▶ PROMPT
How many lines of the material contain the word "pickup", counting only matches in the same case? Reply with the number alone.

Source records:
########################################

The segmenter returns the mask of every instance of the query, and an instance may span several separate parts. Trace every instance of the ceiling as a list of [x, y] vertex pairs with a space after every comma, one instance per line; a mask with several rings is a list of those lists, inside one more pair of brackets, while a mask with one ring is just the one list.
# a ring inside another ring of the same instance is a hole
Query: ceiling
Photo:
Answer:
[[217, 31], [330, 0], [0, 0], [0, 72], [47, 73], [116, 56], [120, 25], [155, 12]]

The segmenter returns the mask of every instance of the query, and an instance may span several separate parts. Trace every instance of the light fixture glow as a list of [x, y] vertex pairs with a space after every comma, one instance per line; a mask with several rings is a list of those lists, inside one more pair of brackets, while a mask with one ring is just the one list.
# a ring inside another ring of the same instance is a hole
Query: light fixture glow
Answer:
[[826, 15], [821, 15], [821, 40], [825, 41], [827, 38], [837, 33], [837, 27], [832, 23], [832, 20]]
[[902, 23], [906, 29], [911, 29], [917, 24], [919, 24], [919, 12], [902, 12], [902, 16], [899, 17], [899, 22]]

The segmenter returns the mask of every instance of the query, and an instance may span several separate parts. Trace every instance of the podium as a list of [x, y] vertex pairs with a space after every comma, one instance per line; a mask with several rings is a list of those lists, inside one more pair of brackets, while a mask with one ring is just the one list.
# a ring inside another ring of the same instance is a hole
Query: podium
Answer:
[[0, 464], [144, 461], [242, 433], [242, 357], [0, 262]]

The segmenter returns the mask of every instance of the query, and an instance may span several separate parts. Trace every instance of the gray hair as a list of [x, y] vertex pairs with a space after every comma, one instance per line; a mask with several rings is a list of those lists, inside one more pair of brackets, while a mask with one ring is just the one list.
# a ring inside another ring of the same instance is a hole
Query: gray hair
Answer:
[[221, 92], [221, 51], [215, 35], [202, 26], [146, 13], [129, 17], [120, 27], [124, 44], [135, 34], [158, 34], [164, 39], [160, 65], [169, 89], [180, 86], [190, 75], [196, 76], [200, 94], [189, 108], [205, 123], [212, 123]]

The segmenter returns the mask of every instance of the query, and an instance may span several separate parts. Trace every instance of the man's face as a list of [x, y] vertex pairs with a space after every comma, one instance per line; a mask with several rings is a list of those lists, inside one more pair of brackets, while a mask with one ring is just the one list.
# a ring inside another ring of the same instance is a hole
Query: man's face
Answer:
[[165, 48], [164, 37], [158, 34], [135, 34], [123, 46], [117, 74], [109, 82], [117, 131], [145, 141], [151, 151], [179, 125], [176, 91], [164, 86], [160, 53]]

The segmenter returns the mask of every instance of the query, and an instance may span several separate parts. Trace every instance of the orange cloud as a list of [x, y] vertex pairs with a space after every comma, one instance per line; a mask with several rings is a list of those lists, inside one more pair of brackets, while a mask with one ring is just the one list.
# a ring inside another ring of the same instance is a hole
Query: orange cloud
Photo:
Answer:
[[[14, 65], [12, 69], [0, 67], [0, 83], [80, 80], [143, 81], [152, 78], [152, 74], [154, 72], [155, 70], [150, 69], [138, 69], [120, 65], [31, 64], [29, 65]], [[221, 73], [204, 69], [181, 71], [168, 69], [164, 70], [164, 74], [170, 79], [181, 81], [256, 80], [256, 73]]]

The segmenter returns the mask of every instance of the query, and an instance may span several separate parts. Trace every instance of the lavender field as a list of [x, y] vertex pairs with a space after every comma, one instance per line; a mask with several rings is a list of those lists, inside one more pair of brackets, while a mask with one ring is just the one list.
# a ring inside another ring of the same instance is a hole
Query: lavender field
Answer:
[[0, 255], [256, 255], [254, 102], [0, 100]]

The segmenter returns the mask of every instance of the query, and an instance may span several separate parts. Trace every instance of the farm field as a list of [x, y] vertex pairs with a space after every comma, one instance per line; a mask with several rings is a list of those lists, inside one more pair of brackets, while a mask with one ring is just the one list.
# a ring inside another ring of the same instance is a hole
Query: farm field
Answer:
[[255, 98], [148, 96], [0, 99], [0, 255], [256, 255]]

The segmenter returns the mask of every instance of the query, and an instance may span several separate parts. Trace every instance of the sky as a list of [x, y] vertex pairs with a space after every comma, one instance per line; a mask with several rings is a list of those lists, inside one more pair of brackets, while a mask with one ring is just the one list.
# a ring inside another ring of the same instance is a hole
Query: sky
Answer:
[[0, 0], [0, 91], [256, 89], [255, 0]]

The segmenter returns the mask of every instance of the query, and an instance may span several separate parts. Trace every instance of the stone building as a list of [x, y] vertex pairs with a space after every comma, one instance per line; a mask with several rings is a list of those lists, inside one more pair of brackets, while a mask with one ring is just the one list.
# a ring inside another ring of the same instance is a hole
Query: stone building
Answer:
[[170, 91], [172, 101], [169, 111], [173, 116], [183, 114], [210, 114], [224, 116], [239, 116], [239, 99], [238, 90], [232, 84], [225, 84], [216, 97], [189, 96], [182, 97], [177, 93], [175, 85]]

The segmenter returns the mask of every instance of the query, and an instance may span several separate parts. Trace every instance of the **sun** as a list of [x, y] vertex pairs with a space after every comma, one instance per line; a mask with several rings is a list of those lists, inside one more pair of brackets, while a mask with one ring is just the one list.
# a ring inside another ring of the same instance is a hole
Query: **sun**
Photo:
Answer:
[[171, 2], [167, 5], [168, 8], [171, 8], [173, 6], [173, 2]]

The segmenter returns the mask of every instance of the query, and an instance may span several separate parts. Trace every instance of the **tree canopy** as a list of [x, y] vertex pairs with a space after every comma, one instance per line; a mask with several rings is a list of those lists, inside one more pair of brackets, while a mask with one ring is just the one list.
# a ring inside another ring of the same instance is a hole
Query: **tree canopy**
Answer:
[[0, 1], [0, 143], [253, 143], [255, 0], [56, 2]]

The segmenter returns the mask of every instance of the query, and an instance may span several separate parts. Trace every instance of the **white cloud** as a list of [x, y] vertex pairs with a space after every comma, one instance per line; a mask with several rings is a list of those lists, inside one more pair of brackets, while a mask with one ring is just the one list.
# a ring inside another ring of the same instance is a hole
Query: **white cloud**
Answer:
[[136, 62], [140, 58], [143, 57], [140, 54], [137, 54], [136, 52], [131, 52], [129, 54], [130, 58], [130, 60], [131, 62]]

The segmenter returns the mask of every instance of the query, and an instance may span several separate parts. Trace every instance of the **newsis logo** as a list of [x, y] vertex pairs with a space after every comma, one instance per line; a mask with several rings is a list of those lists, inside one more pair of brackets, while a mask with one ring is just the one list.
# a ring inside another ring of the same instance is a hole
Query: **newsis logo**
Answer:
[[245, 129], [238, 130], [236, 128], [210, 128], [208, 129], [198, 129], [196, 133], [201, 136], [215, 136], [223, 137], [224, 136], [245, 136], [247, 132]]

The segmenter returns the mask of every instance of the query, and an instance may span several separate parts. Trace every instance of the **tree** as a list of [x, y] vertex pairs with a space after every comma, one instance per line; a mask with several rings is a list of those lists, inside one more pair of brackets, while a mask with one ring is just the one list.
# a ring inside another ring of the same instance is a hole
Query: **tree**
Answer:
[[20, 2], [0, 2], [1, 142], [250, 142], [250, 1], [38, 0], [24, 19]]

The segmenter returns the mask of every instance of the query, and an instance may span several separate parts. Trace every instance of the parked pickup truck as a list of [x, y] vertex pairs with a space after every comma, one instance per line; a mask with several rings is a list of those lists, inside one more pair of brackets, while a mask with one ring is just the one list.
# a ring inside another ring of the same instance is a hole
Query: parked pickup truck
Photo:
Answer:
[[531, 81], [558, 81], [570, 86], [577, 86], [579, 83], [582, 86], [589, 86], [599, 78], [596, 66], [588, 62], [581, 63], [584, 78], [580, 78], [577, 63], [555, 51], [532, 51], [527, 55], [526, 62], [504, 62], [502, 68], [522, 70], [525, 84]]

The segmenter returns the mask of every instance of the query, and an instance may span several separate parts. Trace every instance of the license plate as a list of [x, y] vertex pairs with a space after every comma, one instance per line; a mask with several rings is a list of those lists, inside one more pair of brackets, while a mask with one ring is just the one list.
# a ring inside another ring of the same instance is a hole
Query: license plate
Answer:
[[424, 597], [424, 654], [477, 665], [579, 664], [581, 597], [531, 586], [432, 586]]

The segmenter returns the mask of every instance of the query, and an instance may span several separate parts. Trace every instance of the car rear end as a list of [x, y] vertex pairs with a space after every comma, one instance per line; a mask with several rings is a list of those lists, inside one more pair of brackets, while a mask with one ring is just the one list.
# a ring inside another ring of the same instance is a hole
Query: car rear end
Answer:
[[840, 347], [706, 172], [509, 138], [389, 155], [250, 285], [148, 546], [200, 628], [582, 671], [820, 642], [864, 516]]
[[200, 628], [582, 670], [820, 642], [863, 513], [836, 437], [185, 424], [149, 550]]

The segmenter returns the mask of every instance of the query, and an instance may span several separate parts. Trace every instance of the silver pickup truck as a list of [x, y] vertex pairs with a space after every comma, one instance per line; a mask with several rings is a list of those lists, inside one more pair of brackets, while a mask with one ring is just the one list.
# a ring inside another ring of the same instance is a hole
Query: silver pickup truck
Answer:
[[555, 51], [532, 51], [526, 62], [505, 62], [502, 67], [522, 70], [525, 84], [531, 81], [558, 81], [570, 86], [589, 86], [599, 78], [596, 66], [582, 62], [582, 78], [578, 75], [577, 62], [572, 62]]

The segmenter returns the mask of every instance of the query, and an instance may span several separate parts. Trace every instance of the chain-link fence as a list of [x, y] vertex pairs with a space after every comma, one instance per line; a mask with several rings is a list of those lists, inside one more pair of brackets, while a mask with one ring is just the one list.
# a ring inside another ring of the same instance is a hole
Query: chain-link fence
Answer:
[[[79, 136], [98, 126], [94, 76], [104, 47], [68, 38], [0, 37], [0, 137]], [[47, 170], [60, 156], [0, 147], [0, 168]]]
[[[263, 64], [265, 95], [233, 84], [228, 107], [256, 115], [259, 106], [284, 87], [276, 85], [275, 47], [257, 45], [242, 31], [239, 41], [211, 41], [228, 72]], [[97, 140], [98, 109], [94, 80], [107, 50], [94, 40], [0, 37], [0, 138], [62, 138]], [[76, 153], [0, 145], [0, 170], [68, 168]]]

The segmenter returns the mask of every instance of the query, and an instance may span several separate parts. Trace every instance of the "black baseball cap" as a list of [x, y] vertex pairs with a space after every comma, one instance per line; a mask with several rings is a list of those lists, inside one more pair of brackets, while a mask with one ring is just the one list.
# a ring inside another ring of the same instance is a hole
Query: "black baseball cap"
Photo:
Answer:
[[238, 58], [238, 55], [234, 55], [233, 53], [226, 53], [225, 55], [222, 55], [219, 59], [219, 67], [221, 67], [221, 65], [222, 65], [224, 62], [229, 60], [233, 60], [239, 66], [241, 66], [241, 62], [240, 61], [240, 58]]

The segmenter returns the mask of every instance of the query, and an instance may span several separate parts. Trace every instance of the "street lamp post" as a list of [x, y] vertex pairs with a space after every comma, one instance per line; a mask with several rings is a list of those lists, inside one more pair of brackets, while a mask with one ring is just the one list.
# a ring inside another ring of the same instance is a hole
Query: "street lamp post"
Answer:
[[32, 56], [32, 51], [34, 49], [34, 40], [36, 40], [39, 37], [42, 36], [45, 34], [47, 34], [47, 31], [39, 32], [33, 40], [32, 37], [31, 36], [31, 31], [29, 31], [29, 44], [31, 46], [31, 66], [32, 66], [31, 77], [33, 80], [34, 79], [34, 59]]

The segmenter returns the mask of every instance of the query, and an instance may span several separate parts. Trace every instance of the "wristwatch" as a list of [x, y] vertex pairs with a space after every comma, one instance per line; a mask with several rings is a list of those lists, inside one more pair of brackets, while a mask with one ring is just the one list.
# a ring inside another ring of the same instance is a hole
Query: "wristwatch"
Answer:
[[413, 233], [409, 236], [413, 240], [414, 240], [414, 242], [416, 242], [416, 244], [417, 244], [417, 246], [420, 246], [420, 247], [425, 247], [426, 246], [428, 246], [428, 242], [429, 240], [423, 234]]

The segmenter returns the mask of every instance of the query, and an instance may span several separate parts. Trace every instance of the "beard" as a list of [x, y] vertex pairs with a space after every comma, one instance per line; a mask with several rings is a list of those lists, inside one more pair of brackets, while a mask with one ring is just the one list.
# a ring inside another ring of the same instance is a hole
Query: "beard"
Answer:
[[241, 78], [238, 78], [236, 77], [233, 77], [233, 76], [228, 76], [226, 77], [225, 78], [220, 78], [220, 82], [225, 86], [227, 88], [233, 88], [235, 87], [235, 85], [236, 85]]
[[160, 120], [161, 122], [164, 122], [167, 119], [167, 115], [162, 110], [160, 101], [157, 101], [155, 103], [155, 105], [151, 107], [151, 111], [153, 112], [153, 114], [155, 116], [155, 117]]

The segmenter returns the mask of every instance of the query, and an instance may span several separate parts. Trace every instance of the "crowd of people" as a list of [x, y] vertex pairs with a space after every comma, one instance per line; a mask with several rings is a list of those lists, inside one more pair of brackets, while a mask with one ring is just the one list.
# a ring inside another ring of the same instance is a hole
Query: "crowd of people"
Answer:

########################################

▶ FULL SOLUTION
4